[EXCERPTED DATA]:
** START **
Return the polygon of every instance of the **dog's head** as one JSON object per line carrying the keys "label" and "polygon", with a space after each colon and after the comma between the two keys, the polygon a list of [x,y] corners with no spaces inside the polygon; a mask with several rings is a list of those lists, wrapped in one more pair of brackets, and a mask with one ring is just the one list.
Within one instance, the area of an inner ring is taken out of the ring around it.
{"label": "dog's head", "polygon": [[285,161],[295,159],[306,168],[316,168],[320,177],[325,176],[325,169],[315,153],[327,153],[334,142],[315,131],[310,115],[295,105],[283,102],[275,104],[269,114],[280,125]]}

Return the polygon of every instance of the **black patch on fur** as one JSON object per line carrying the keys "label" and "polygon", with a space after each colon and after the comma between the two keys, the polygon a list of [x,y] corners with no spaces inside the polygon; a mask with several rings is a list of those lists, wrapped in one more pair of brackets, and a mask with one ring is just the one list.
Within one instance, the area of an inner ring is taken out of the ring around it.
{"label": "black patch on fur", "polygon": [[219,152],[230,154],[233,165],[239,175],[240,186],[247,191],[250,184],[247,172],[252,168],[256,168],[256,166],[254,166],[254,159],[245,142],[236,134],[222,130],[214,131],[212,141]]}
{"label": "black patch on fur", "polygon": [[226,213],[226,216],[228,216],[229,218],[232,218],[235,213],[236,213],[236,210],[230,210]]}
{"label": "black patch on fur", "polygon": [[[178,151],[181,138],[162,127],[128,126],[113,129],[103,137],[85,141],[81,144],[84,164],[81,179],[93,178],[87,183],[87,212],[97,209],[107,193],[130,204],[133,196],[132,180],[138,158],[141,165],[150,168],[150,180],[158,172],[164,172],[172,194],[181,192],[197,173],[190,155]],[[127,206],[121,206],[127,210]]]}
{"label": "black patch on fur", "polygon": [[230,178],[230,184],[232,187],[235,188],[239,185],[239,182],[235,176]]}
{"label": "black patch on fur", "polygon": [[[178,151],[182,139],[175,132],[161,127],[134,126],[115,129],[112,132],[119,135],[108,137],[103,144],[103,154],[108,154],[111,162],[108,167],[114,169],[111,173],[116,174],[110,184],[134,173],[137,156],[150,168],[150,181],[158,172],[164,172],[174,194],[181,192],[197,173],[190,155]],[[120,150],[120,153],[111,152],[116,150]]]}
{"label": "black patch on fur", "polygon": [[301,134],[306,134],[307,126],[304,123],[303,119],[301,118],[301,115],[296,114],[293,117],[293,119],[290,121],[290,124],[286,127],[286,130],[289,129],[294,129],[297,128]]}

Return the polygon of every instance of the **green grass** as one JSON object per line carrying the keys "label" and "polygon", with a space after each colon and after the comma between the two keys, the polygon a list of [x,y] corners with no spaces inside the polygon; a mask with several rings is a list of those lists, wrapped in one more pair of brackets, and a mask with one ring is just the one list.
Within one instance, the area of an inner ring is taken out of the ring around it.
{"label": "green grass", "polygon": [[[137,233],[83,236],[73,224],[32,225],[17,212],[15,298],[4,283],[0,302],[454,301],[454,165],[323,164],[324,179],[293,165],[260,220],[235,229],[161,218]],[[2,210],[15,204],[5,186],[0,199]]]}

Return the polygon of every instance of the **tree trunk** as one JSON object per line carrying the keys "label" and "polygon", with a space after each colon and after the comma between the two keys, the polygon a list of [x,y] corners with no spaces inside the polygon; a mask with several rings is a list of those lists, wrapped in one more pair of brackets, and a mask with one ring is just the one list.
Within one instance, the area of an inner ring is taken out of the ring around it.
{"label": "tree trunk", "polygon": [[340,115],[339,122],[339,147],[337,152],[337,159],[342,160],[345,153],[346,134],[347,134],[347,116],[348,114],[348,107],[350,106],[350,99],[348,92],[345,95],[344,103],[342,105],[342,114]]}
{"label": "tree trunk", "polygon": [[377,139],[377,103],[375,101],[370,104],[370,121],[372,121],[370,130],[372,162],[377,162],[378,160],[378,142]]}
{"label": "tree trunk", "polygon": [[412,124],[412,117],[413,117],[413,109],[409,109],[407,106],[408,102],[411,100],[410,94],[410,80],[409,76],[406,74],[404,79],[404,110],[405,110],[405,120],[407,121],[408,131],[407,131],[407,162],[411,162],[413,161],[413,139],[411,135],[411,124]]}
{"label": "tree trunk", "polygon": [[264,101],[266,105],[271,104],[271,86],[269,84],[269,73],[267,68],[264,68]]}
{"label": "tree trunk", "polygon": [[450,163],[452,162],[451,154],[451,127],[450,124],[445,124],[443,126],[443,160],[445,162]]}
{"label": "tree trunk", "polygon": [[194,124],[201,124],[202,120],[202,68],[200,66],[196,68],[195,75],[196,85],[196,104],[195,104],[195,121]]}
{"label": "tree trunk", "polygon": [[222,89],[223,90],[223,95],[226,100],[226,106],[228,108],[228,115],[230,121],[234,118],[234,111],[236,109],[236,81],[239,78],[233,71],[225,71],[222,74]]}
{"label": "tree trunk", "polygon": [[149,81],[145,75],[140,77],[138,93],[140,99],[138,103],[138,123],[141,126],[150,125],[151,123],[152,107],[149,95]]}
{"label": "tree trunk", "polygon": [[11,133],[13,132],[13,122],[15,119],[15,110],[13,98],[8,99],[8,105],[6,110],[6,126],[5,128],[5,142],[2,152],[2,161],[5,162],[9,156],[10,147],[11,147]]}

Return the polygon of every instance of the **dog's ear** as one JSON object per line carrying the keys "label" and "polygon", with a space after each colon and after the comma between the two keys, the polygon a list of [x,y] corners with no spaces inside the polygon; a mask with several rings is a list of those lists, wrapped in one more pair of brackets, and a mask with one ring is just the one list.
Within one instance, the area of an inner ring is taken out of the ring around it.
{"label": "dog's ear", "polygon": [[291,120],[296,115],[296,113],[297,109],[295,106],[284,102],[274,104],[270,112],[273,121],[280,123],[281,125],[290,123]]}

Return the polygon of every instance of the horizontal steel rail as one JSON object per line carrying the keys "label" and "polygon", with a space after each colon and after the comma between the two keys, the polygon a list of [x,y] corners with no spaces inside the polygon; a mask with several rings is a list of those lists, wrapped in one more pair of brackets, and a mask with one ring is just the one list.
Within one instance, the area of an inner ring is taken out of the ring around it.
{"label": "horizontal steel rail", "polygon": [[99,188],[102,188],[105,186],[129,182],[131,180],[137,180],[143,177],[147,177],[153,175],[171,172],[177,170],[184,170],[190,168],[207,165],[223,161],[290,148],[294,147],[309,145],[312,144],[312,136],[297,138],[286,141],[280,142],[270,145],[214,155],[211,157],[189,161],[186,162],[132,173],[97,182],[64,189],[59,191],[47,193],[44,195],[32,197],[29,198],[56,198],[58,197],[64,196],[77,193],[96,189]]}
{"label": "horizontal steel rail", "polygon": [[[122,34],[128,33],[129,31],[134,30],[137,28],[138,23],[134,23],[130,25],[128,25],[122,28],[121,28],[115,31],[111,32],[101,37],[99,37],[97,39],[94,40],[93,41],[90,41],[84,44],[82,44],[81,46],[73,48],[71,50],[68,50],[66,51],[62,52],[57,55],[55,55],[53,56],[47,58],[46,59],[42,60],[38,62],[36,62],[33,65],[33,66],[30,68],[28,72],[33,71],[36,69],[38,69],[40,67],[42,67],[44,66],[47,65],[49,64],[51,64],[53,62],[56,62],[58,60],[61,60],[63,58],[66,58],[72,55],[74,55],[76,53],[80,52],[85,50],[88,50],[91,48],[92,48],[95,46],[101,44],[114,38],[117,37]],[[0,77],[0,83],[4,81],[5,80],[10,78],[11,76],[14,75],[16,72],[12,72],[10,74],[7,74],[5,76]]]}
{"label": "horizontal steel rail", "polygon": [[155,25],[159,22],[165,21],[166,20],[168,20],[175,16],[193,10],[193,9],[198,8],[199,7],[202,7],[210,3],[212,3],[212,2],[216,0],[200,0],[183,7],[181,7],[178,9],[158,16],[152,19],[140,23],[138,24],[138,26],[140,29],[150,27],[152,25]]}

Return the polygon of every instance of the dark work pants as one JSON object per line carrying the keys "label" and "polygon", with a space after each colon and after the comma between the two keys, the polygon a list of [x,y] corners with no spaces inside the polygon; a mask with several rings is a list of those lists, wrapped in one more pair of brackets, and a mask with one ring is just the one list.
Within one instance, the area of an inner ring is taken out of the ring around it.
** END **
[STATED GOAL]: Which lines in the entries above contain the string "pants"? Collect every such line in full, treating uppercase and lowercase as different.

[WRITTEN SOLUTION]:
Return the polygon of every instance of the dark work pants as one JSON object per line carrying the keys "label" and "polygon", with a space after each colon and after the comma between the two keys, the polygon a list of [x,y] corners with no spaces inside the polygon; a mask with several rings is a list of those lists, wrapped in one more pair of brackets, and a mask with one ring is just the one list.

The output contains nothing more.